Le sfide obbligate dello Stato sociale di Alberto Orioli, 28 novembre
2011, http://www.ilsole24ore.com/
Con i tassi da brivido sui titoli
pubblici italiani, conseguenza di una guerra planetaria tra valute in funzione
anti-euro, può sembrare ragionevole chiedersi come mai debbano essere le
pensioni a "pagare il conto".
In realtà, il salto dalla visione
larga, larghissima, degli sciami aggressivi della finanza internazionale allo
sguardo ravvicinato sul libro mastro del welfare-Italia, c'è di mezzo la
rilettura sofferta che tutta l'Europa fa, deve fare e sta facendo della propria
idea di Stato sociale.
È un sistema che ha consentito,
in questi anni, a un intero continente di poter vivere al di sopra dei propri
mezzi. L'attacco all'euro è legato alla montagna di debito pubblico su cui
siede un'Europa ancora troppo poco consapevole del gigantesco sforzo di unità
politica che la attende: tra i debiti, quello italiano è il più grande. I 1.900
miliardi di stock italiano finanziano, con le emissioni di titoli pubblici ora
oggetto della pressione sui rendimenti, un bilancio pubblico per il 35%
destinato ai costi previdenziali. Nel complesso l'Italia, già adesso, spende il
15% del Pil per la previdenza, quattro punti in più della media Ue (il doppio
di quella Ocse), ma è il Paese con il maggior tasso di invecchiamento della
popolazione. Dunque, le tendenze future di spesa pubblica peggioreranno se non
corrette in tempo.
L'operazione equità (coniugata
con rigore e crescita) promessa dal Governo Monti passa anche da una revisione
del nostro sistema di previdenza.
Il ministro Elsa Fornero ha
riproposto un'idea semplice quanto efficace, più volte lanciata anche da queste
stesse colonne: estendere il sistema contributivo per tutti i trattamenti, in
anticipo rispetto alla tabella di marcia già prevista dalle vecchie riforme. A
pag. 2 e 3 Davide Colombo, Marco Rogari e Salvatore Padula spiegano bene quale
sia il cronogramma degli interventi e quanto sia il beneficio che essi
apportano alle pubbliche finanze. A questi vanno aggiunti i 20 miliardi
"promessi" dalla riforma dell'assistenza la cui congruità e
realizzabilità effettiva è, però, considerata ancora molto aleatoria.
Equità significa anche stabilire
un futuro previdenziale più dignitoso per qualche milione di lavoratori legati
a forme di contratti flessibili: oggi pagano il 20% di contributi sulle
retribuzioni e la pensione attesa è più o meno simile all'assegno sociale, ai
limiti della soglia di povertà, perchè oscillante tra il 40 e il 45% della
retribuzione media calcolata su tutta la vita lavorativa.
··········
:: Consegna ::
Cita dall'articolo sullo Stato sociale il passo che comincia con "È un sistema" e finisce con "corrette in tempo.". Le righe non servono a questo esercizio.

:: Blocco dati ::
··········
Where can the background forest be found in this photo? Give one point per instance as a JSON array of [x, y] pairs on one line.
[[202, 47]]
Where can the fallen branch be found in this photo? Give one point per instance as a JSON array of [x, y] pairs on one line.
··········
:: Soluzione ::
È un sistema che ha consentito,
in questi anni, a un intero continente di poter vivere al di sopra dei propri
mezzi. L'attacco all'euro è legato alla montagna di debito pubblico su cui
siede un'Europa ancora troppo poco consapevole del gigantesco sforzo di unità
politica che la attende: tra i debiti, quello italiano è il più grande. I 1.900
miliardi di stock italiano finanziano, con le emissioni di titoli pubblici ora
oggetto della pressione sui rendimenti, un bilancio pubblico per il 35%
destinato ai costi previdenziali. Nel complesso l'Italia, già adesso, spende il
15% del Pil per la previdenza, quattro punti in più della media Ue (il doppio
di quella Ocse), ma è il Paese con il maggior tasso di invecchiamento della
popolazione. Dunque, le tendenze future di spesa pubblica peggioreranno se non
corrette in tempo.